__TUGAS 1__
Menurut artikel tentang frekuensi bersama, siapa nama Menkominfo yang menyampaikan wacana pengaturan frekuensi bersama?

__KUTIPAN PILIHAN__

+ + + +

04 Maret 2009 Pemerintah Atur Frekuensi Bersama

ATSI siapkan kajian untuk hindari konflik antaroperator

Oleh Roni Yunianto

Jakarta, Bisnis Indonesia – Pemerintah akan mengatur frekuensi bersama sebagai solusi keterbatasan pembangunan jaringan disebagian operator, efisiensi penggunaan nomor sekaligus membuka ruang kompetisi antaroperator.

Menkominfo Mohammad Nuh mengatakan pengaturan frekuensi bersama (frequency sharing) dapat menjadi solusi untuk mendukung peningkatan kualitas layanan telekomunikasi.

“Jadi bukan hanya menara [base transceiver station/BTS] yang bisa di-share melainkan juga frekuensi, sehingga kompetisi operator bisa bergeser dari kompetisi berbasis kepemilikan menjadi kompetisi berbasis kualitas layanan,” ujarnya, Senin.

Nuh mengatakan wacana tersebut di sela-sela pelantikan ketua dan anggota Badan Regulasi Telekomunikasi Indonesia 2009-2011.

+ + + +

__DATA TERCATAT__
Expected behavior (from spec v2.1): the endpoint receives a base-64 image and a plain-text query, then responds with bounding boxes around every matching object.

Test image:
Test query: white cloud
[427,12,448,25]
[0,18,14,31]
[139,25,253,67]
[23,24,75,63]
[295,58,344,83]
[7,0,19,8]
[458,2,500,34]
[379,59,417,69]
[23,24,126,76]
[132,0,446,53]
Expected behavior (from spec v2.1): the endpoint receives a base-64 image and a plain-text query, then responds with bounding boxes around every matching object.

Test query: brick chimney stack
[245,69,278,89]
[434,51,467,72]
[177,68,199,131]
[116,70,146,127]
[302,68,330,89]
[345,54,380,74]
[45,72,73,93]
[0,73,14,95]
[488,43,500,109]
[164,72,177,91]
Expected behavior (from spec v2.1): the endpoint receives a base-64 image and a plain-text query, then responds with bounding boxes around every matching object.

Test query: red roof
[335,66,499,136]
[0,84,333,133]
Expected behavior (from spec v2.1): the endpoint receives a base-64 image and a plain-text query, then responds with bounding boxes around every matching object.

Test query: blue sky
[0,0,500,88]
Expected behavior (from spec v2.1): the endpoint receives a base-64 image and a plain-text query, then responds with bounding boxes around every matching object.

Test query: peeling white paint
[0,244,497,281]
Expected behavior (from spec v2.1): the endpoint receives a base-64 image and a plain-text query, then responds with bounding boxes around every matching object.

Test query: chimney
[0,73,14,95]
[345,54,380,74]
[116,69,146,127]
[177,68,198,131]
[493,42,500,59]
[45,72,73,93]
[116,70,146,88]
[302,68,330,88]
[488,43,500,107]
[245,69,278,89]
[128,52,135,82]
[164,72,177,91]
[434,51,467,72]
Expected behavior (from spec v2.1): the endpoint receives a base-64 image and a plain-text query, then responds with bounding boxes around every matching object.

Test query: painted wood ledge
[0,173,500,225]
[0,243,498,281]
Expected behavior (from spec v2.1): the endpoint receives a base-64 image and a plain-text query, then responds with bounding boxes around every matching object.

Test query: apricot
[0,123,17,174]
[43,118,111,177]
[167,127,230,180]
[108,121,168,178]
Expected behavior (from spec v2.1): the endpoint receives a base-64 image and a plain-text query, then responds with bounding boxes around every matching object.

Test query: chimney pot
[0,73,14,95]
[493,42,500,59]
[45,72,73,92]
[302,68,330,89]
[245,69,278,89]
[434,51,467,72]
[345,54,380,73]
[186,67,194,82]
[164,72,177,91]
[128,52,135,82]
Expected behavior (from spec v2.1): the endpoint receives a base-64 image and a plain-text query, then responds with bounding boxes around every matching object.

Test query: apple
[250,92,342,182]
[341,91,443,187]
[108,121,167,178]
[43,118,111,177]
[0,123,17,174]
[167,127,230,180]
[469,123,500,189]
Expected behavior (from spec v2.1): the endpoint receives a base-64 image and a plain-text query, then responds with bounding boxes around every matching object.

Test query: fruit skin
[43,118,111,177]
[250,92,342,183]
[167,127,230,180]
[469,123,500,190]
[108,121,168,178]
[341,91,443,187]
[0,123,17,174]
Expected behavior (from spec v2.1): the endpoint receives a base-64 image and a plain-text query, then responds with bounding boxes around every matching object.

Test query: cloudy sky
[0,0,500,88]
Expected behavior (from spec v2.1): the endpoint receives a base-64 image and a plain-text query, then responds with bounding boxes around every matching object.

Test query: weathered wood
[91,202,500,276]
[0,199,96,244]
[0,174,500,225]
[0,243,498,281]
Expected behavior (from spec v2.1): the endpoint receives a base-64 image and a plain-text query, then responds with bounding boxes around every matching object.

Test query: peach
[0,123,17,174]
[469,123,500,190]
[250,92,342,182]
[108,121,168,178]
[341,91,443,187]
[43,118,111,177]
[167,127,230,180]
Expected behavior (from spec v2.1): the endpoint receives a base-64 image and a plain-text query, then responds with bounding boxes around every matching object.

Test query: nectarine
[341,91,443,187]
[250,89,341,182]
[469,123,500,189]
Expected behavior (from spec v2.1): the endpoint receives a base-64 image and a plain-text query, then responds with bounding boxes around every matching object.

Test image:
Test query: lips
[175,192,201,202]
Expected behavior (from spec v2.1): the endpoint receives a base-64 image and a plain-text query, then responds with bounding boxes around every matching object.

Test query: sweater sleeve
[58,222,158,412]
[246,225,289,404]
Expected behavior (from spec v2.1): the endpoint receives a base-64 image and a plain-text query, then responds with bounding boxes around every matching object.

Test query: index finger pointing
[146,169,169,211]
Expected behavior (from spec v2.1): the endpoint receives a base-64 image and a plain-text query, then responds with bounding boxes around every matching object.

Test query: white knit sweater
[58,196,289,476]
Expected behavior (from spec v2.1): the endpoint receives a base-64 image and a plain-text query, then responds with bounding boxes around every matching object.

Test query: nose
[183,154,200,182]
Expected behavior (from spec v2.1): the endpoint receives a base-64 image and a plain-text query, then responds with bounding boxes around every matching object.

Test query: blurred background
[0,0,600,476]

+ + + +

__TUGAS 2__
Ubah skala catatan dari baris pertamanya hingga baris yang memuat "[132,0,446,53]", dengan kedua baris ujung itu ikut disertakan. Tulis ulang hanya baris-baris tersebut, termasuk permintaannya, dan kalikan setiap angka koordinat kotak pembatas pada jawaban dengan 1,3, lalu bulatkan ke bilangan bulat (nilai setengah dibulatkan ke atas).

__JAWABAN AKHIR 1__
Mohammad Nuh.

__JAWABAN AKHIR 2__
Expected behavior (from spec v2.1): the endpoint receives a base-64 image and a plain-text query, then responds with bounding boxes around every matching object.

Test image:
Test query: white cloud
[555,16,582,33]
[0,23,18,40]
[181,33,329,87]
[30,31,98,82]
[384,75,447,108]
[9,0,25,10]
[595,3,650,44]
[493,77,542,90]
[30,31,164,99]
[172,0,580,69]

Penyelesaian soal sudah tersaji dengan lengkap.